§ What you need to do
Rescale the data between the lines holding "Target: cable railing" and "(607, 1257)", inclusive, multiplying each point coordinate in the answers by 0.8 and rounding to whole numbers with halves going up. Reproduce every line in that span, requests included, and return only those lines.

======== Provided records

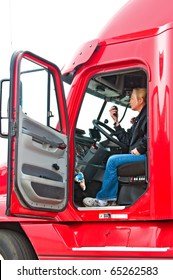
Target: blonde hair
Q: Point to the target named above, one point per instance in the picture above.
(141, 93)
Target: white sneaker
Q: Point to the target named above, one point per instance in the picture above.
(93, 202)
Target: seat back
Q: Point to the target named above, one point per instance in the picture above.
(132, 182)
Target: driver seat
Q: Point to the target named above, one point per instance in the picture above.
(132, 182)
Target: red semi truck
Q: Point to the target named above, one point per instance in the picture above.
(51, 138)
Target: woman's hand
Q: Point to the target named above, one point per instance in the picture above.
(135, 152)
(114, 114)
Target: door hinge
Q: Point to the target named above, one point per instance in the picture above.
(13, 128)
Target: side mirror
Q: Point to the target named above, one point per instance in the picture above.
(4, 103)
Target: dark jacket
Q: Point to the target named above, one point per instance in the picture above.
(136, 136)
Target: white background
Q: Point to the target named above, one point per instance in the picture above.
(53, 29)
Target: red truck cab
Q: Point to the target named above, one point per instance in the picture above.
(51, 139)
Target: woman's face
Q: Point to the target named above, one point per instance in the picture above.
(134, 102)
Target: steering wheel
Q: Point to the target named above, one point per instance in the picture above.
(103, 128)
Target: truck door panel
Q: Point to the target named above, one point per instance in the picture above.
(39, 182)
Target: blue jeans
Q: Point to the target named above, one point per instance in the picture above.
(109, 187)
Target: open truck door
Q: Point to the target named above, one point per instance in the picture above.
(37, 138)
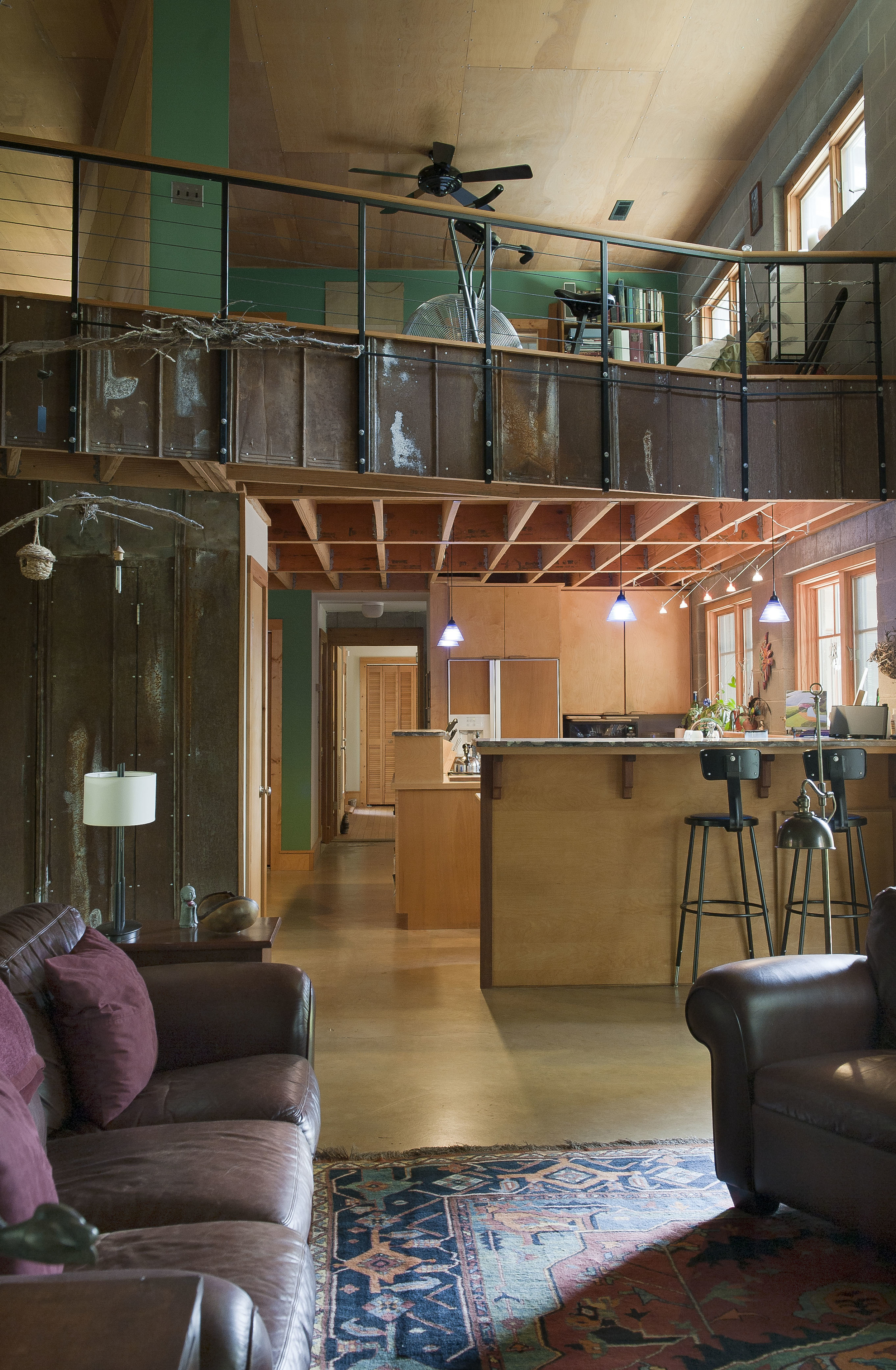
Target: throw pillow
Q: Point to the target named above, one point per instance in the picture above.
(18, 1060)
(880, 947)
(25, 1176)
(106, 1027)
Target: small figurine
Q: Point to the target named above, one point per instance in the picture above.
(188, 908)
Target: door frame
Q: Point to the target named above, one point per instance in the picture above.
(363, 662)
(329, 642)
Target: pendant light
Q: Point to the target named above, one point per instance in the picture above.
(621, 612)
(775, 610)
(451, 636)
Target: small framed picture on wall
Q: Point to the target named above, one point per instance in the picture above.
(756, 210)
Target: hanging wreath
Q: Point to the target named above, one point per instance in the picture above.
(766, 661)
(36, 561)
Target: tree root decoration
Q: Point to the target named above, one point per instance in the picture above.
(90, 506)
(177, 333)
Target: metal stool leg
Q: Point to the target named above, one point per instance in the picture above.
(743, 880)
(865, 869)
(790, 903)
(762, 893)
(809, 873)
(853, 899)
(696, 936)
(684, 903)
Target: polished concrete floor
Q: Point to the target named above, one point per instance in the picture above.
(411, 1053)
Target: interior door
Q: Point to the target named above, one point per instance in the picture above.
(391, 706)
(258, 805)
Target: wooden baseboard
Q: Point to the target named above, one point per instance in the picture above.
(294, 861)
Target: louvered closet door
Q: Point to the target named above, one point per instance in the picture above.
(391, 708)
(376, 733)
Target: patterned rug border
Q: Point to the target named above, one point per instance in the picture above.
(327, 1155)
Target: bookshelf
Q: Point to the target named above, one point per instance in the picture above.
(638, 329)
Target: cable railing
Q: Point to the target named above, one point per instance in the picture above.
(548, 339)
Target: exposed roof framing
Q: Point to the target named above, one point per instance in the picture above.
(373, 544)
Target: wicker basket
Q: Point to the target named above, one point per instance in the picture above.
(36, 562)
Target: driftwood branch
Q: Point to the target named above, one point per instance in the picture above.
(91, 508)
(177, 333)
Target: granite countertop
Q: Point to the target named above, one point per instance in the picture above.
(628, 745)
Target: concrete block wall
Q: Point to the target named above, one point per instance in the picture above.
(864, 48)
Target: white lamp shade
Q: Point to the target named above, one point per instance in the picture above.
(113, 800)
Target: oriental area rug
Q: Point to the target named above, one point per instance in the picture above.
(607, 1257)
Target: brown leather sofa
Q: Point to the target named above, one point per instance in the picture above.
(210, 1169)
(803, 1094)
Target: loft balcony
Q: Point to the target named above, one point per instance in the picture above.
(399, 413)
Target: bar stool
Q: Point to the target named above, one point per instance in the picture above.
(840, 765)
(732, 766)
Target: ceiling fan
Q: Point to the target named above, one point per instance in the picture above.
(443, 179)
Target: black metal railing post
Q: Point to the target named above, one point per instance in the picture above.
(879, 383)
(362, 336)
(744, 390)
(224, 444)
(75, 362)
(605, 369)
(490, 360)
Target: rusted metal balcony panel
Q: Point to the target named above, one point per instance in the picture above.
(120, 391)
(191, 405)
(23, 388)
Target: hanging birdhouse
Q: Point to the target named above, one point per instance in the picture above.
(36, 561)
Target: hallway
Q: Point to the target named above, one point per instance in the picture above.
(410, 1053)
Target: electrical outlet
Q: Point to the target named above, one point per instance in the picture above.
(187, 192)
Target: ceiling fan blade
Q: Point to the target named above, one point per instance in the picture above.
(518, 173)
(469, 200)
(406, 176)
(442, 153)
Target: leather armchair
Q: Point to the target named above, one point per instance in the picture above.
(803, 1098)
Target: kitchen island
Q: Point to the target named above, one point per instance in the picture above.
(584, 850)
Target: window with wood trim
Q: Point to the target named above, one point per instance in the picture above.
(729, 638)
(718, 315)
(829, 180)
(836, 629)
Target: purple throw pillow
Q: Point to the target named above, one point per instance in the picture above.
(18, 1060)
(106, 1027)
(880, 947)
(25, 1176)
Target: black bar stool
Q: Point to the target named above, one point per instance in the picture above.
(729, 765)
(840, 765)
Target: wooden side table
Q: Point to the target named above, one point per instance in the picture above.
(163, 943)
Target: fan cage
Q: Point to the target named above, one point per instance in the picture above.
(446, 317)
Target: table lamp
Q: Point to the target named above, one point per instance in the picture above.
(120, 799)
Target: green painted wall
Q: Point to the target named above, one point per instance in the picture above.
(191, 110)
(294, 608)
(299, 291)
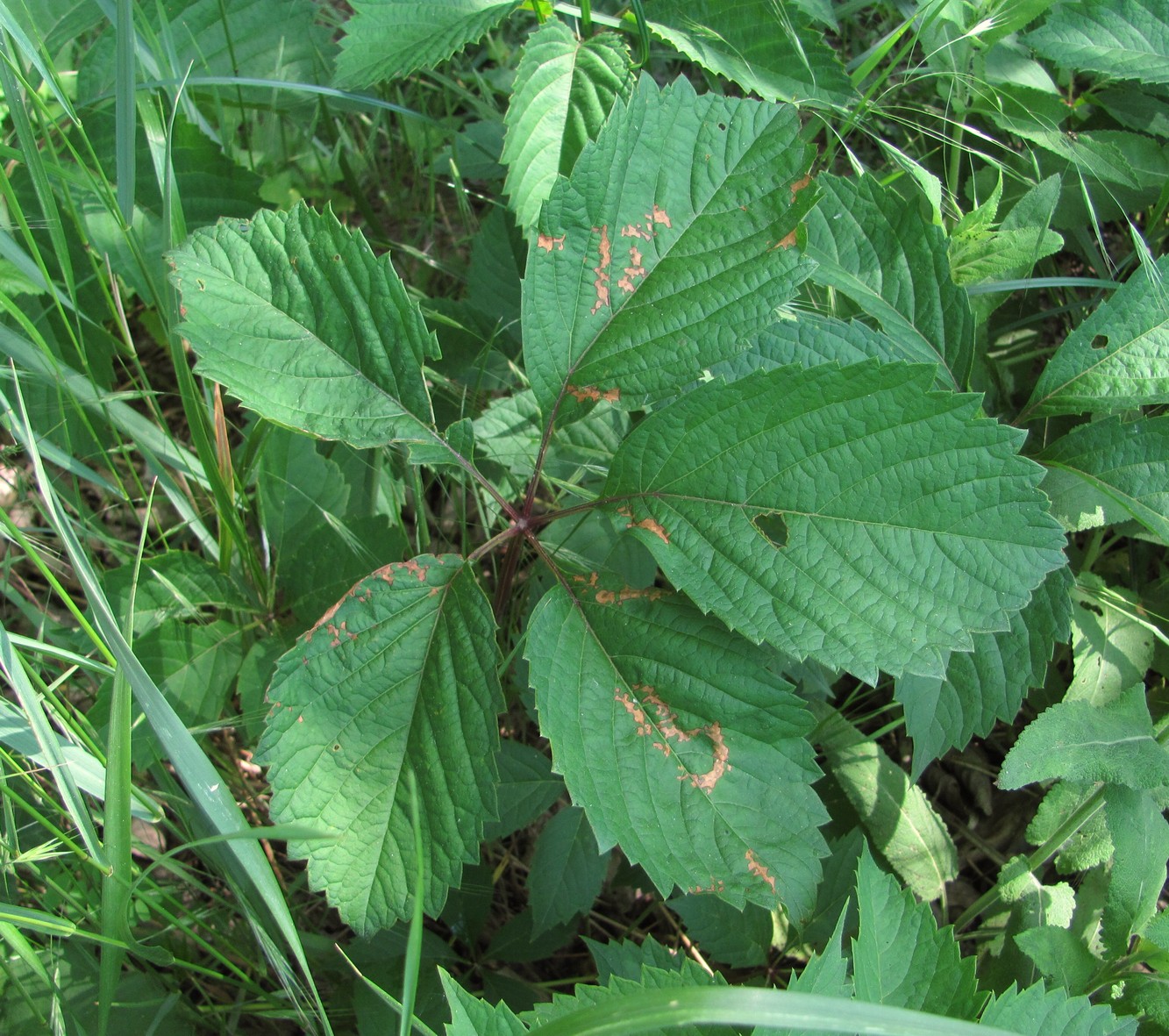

================

§ Answer below
Target: cable railing
Q: Point to the target named above, one point per instance in the picture above.
(438, 271)
Target: exposed roof framing
Q: Point to the target named above, one point per instance in the picture above.
(298, 435)
Target: wicker basket
Q: Point to the target named above, one point per instance in the picture above.
(29, 450)
Target: driftwood branch
Q: Point to the target named above, one point per instance in the picture above.
(73, 406)
(142, 266)
Target: granite countertop
Q: Point to the target named above, one point per instance in the picture above.
(502, 596)
Target: concrete block wall
Q: Point to the target named above, one point per instance in the picture above.
(691, 38)
Target: white lamp shade
Q: Point to the target named above, one point per instance in the picture above.
(90, 640)
Target: oriental area rug
Q: Point to the target named above, one point per instance in the picture above.
(486, 1006)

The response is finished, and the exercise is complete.